- **Stated problem**:
Reproduce the lines of the listing below, from the line that contains "Find the skin" through the line that contains "[(252, 378)]", and include both of those lines.
═══ Extracted data
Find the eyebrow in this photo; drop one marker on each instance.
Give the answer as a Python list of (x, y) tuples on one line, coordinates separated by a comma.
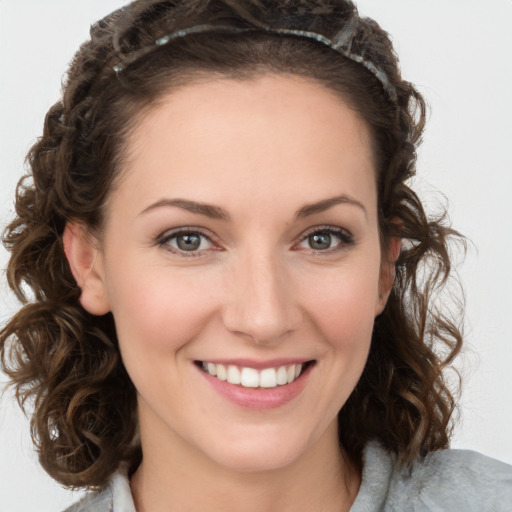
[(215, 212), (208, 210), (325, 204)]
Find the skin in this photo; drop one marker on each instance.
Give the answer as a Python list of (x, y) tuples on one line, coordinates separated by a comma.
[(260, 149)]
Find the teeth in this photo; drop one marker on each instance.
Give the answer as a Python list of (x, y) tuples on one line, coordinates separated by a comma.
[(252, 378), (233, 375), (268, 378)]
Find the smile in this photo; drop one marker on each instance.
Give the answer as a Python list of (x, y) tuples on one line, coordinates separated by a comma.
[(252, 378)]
══════
═══ Extracted data
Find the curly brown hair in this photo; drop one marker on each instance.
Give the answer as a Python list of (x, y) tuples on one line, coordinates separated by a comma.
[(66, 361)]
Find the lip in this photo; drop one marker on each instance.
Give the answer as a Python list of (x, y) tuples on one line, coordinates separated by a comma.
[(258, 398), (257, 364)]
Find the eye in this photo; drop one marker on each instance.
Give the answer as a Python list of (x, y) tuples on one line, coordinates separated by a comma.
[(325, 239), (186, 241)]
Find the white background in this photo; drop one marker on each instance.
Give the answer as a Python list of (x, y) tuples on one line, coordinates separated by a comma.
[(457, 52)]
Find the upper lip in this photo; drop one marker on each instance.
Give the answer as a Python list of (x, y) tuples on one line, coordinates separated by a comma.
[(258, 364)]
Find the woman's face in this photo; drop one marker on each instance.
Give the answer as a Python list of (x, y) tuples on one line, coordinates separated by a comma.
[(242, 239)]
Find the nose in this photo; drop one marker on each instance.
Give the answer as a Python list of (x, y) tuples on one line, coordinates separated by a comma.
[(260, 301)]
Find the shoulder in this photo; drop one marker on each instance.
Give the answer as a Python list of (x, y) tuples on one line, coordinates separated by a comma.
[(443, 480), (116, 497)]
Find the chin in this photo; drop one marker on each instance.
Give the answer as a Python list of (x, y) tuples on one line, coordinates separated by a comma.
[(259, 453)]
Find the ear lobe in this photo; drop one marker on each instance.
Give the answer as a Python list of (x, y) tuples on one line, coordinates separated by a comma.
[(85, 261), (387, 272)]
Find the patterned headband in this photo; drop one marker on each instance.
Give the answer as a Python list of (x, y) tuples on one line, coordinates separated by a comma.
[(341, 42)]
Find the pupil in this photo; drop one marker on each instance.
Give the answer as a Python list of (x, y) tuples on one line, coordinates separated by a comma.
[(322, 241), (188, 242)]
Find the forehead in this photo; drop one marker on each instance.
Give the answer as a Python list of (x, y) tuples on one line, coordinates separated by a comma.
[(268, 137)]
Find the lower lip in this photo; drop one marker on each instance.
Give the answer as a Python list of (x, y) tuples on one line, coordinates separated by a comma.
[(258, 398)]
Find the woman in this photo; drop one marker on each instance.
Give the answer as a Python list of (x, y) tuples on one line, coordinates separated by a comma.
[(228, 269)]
══════
- **Solution below**:
Find the skin in this photo; drop one marker on each instance.
Give the answer as a Python list of (x, y) tuples on one line, coordinates separated by a comma.
[(260, 149)]
Find the teeth in this photo; drop one marker on each instance.
Give the answer as a Python list of (x, y) tuples on one line, coordinates separated by a comma.
[(252, 378), (233, 375), (268, 378)]
Find the smile in this photo; drop one marker on each instance.
Give the answer as a Python list of (x, y) tuples on one line, coordinates separated by a comma.
[(252, 378)]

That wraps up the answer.